■ **AUFGABENMATERIAL**:
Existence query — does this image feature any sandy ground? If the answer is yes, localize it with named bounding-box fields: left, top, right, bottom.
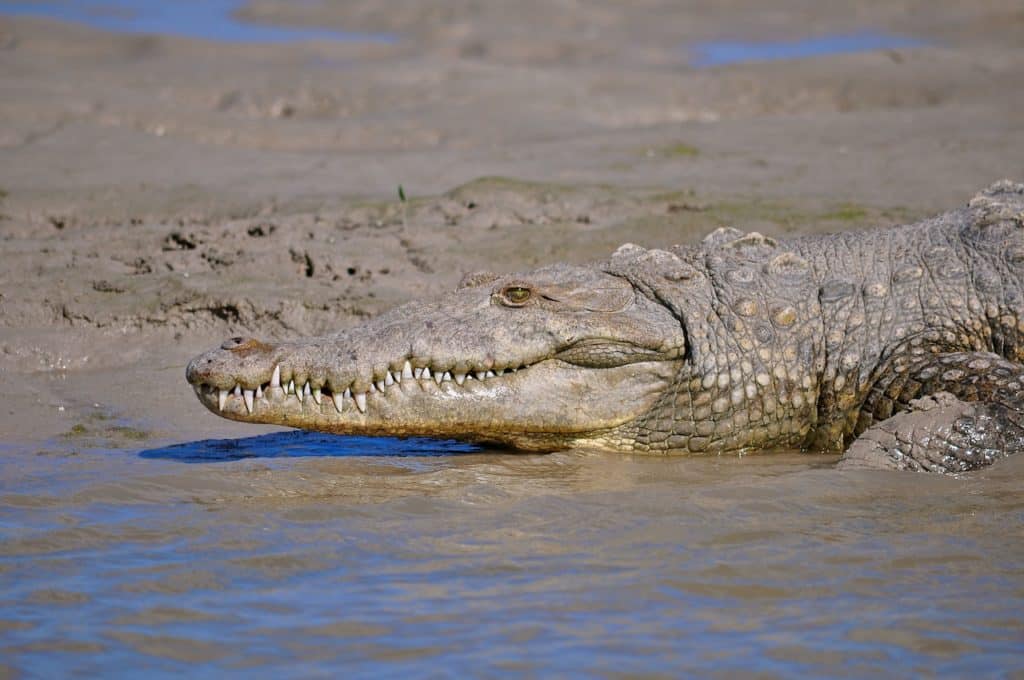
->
left=0, top=0, right=1024, bottom=442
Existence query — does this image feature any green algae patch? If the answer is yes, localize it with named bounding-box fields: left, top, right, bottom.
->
left=821, top=203, right=868, bottom=222
left=643, top=141, right=700, bottom=159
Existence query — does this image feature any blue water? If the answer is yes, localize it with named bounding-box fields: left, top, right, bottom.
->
left=0, top=0, right=397, bottom=43
left=690, top=31, right=928, bottom=69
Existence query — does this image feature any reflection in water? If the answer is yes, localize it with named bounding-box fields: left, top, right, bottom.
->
left=0, top=433, right=1024, bottom=677
left=139, top=430, right=483, bottom=463
left=0, top=0, right=396, bottom=43
left=690, top=31, right=928, bottom=69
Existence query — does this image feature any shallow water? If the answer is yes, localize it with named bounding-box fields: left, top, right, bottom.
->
left=0, top=0, right=396, bottom=43
left=0, top=430, right=1024, bottom=677
left=690, top=31, right=928, bottom=69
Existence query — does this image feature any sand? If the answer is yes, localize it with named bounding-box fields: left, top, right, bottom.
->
left=0, top=0, right=1024, bottom=442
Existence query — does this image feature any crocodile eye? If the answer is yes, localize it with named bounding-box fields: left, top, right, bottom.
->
left=502, top=286, right=532, bottom=306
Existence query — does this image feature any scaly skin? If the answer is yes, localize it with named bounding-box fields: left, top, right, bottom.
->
left=187, top=181, right=1024, bottom=472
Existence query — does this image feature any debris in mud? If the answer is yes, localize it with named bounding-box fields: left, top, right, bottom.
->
left=163, top=231, right=201, bottom=251
left=92, top=279, right=125, bottom=293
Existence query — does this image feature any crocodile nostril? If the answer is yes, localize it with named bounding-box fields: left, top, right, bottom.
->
left=220, top=337, right=259, bottom=349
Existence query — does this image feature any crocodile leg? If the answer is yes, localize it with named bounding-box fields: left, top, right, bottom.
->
left=841, top=352, right=1024, bottom=473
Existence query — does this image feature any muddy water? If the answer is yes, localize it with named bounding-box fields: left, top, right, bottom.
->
left=0, top=426, right=1024, bottom=677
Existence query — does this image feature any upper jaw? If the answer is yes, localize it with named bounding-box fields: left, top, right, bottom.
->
left=194, top=352, right=679, bottom=450
left=188, top=357, right=526, bottom=420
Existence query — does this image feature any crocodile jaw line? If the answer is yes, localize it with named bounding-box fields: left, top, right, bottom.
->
left=193, top=359, right=678, bottom=450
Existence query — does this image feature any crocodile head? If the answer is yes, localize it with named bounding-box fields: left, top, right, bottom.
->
left=186, top=265, right=686, bottom=451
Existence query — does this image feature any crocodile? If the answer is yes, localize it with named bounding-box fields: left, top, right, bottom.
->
left=186, top=180, right=1024, bottom=473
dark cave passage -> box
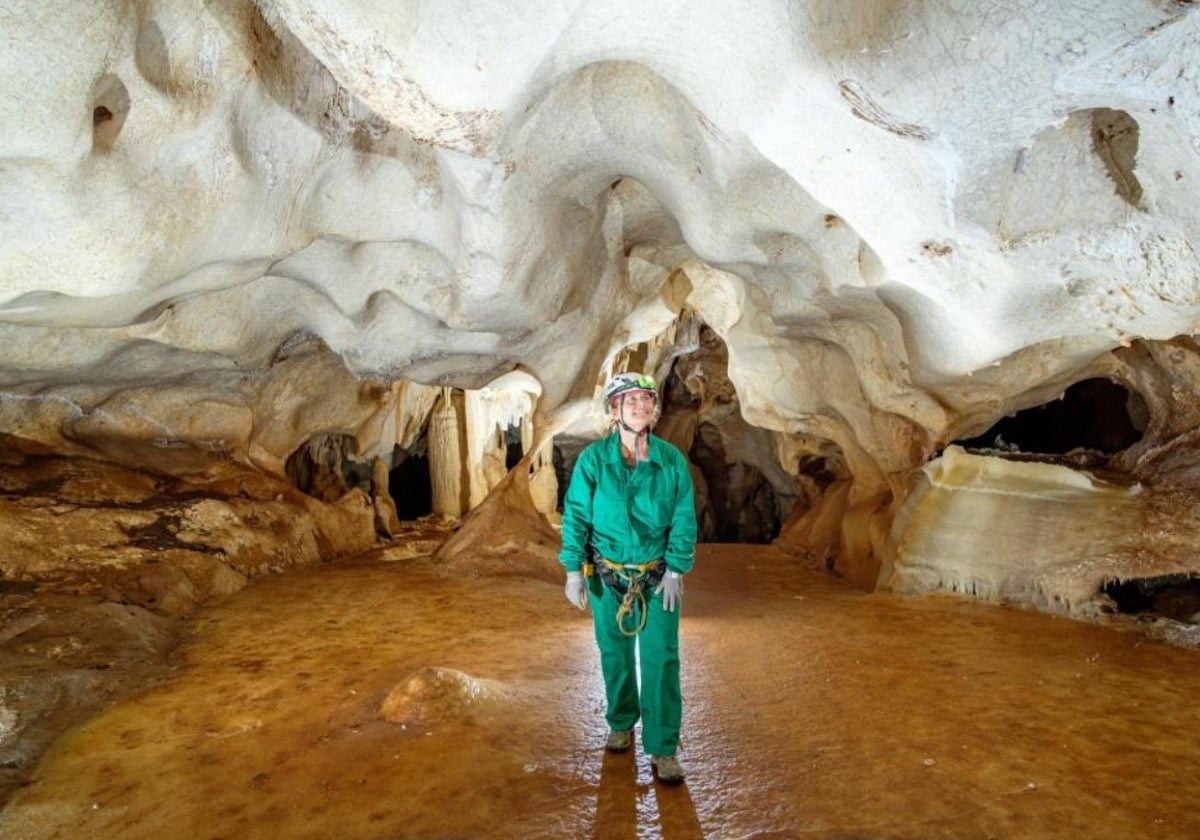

■ **AUFGABENSTELLUNG**:
Gib den Abschnitt von der Zeile mit „Existence query — does this image feature any crocodile head?“ bis einschließlich der Zeile mit „left=186, top=265, right=686, bottom=451“ vollständig wieder und erhöhe dabei jeden Koordinatenwert um 18.

■ **MUSTERLÖSUNG**:
Existence query — does this image feature any crocodile head? If the answer is yes, localize it with named bounding-box fields: left, top, right, bottom.
->
left=204, top=283, right=704, bottom=469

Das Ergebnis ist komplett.